— start of Text —

Secondly, human language can be quite nuanced. Speech may contain satire,
irony, jokes, indirection, differences of connotation, and idioms. It may be
hard determine if such line has been crossed. Applying such a law across a
population is bound create some injustices by such ambiguities of human
language alone. Let alone something someone typed on the internet and may have
not proof read.

However, countries are free to do what they want. However, I don't like seeing
countries request websites be blocked ect... Again it sets a precedent that
government has power to do something, and generally governments expand powers
they have. So limits on what governments can do are important.

About US and European views on speech. This is an interesting table. I would
say the US is not far off. The averages for Europe are not what I would call a
small percentage.

[https://www.pewglobal.org/wp-
content/uploads/sites/2/2015/11...](https://www.pewglobal.org/wp-
content/uploads/sites/2/2015/11/Democracy-Report-80.png)

A company who has a presence in country should operate by the countries laws.
However, for a global platform like Facebook it either means they must segment
their site based off country or apply the most aggressive policy across their
entire platform. Both of these have their problems.

------
tynpeddler
>Tech companies, as private businesses, have the right to choose what speech
exists on their sites, much as a newspaper can pick which letters to the
editor to publish.

— end of Text —

→ **Given exercise 1**: In the forum thread about speech laws, what two options does the writer say a global platform like Facebook has?
→ **Given exercise 2**: Write the next part of the forum thread about speech laws, picking up after its final quoted line.

— start of Data listing —

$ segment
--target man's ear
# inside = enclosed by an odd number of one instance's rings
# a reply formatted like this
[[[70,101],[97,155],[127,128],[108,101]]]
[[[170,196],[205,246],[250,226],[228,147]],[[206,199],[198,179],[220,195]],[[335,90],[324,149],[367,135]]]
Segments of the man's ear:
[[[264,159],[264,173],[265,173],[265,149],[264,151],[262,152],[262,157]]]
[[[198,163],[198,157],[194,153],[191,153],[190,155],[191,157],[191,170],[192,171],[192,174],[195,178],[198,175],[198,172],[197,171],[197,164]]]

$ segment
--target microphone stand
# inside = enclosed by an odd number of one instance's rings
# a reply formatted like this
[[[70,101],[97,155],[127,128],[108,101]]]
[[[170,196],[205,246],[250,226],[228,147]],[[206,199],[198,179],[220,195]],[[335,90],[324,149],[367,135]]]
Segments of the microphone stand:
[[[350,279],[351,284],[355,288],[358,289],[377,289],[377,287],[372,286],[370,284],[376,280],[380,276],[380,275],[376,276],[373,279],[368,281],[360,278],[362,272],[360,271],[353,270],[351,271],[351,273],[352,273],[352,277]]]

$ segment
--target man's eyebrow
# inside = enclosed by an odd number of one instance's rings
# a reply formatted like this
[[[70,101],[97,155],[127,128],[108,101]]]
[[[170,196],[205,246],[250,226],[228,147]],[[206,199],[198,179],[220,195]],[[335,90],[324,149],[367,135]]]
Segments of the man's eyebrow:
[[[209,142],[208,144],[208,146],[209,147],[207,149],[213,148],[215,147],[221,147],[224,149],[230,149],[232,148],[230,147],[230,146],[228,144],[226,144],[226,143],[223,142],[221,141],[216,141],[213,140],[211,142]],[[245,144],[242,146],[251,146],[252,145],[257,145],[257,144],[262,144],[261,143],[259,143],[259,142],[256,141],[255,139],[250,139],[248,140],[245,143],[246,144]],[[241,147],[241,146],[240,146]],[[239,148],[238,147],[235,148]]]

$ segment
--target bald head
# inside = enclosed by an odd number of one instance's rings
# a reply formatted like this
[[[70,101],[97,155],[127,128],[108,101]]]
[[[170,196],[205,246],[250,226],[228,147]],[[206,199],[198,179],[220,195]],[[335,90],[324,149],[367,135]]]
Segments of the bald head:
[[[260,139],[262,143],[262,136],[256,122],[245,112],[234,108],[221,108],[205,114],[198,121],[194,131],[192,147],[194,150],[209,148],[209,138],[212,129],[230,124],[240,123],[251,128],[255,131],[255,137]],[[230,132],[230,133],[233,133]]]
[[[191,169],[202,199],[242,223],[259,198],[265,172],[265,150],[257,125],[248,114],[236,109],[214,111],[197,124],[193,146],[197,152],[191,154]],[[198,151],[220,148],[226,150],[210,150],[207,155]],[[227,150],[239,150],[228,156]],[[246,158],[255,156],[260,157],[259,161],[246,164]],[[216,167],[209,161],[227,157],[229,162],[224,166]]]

— end of Data listing —

→ **Exercise result 1**: It must either segment its site by country or apply the most aggressive policy across its entire platform.

→ **Exercise result 2**:
This sentiment is a little odd. Tech companies like Facebook and Google are
not at all like a newspaper. Someone can copy a copyrighted poem to their
front page, and Facebook may spread the link around before being notified and
removing the content. If the New York Times were to publish copyrighted
material without the appropriate license, it would be obvious just how much
they aren't like Facebook. And let's not even talk about the legal weirdness
of being able to google The Pirate Bay.

The compromise of the DMCA seems like it hinged on the fact that tech
companies are not publishers or editors, and as such do not have the same
moral and legal liabilities for things that appear on their platforms. In a
sense, OSP's and ISP's are just "tubes".

The demands being placed on tech companies seem to be increasingly reactive
and contradictory. As bad as article 11 and 13 are, they seem to at least be
consistent in that tech companies are now responsible for everything that
appears on their infrastructure, much like the New York Times is responsible
for everything they print.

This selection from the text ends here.